▶ GIVEN TEXT
========

JERUSALEM/ISTANBUL
Israeli authorities are on alert over fears of possible clashes with another flotilla heading to break the blockade on the Gaza Strip, local media reported Tuesday.
Channel 13 said the Israeli army is preparing to attack the flotilla, which is carrying dozens of activists from Türkiye.It said there are fears that the confrontation could escalate into violent clashes and possibly resemble the 2010 Mavi Marmara incident, when Israeli commandos stormed a Turkish-led aid ship bound for Gaza, killing 10 activists and injuring 56 others.
Israeli security agencies are preparing for complex scenarios and resistance to the takeover of the flotilla, which set sail from Italy toward Gaza.
Security officials reportedly assess that this confrontation could be more complicated than with the previous flotilla, which included Swedish activist Greta Thunberg. Forces are now on heightened alert for any scenario, the channel added.
The latest humanitarian flotilla bound for Gaza is now 150 nautical miles (277 kilometers) from its destination, its organizers said late Tuesday.
“Our flotilla is now within 150 nautical miles of Gaza’s coast, nearing the zone where earlier Freedom Flotilla Coalition and Global Sumud Flotilla missions faced attacks from Israel,” the Freedom Flotilla Coalition (FFC) said in a statement on its official Telegram channel.
Around 100 people are on board the nine-boat convoy, part of the FFC’s “Thousand Madleens” mission to challenge the illegal Israeli siege on Gaza.

========

▶ INFORMATION

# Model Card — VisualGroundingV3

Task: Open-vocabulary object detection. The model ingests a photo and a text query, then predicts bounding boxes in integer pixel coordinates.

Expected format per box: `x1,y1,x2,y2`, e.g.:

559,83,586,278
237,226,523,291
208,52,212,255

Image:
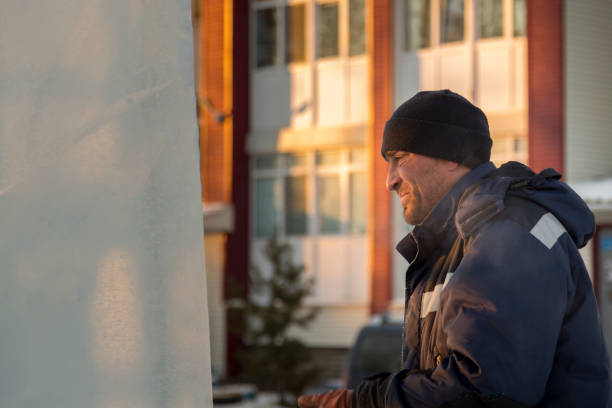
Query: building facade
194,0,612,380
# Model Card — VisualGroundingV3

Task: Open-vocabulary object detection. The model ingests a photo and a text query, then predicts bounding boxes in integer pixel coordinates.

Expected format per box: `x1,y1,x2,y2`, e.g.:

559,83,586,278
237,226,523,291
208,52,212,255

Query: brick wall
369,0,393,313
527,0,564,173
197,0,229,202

========

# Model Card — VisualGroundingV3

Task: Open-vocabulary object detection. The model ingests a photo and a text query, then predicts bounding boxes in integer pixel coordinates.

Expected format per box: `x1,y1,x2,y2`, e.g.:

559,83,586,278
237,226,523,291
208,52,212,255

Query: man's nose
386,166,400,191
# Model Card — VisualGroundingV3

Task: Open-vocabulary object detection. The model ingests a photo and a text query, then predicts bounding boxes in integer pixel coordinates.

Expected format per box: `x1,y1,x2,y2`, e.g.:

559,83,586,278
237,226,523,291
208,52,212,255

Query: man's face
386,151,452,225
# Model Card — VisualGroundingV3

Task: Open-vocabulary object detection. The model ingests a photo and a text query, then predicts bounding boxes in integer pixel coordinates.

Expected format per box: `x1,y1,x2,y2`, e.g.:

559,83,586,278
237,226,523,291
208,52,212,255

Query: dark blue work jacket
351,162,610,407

========

▶ EXERCISE OBJECTIVE
Pick up the news report above about the flotilla headed for Gaza and continue it from its final sentence.

▶ RESULT OF THIS TASK
The FFC, established in 2010, has launched dozens of missions aimed at delivering aid and drawing global attention to the humanitarian crisis in the Israel-besieged Gaza Strip.
The latest convoy set sail after Israeli naval forces attacked and seized more than 40 boats sailing to Gaza last week to challenge the Israeli blockade and detained more than 450 activists on board.
Israel, as the occupying power, has previously attacked Gaza-bound ships, seized their cargo and deported the activists on board.
Israel has maintained a blockade on Gaza, home to nearly 2.4 million people, for nearly 18 years and further tightened the siege in March, when it closed border crossings and blocked food and medicine deliveries, pushing the enclave into famine.
Since October 2023, Israeli bombardments have killed more than 67,100 Palestinians in the enclave, most of them women and children, and rendered it uninhabitable.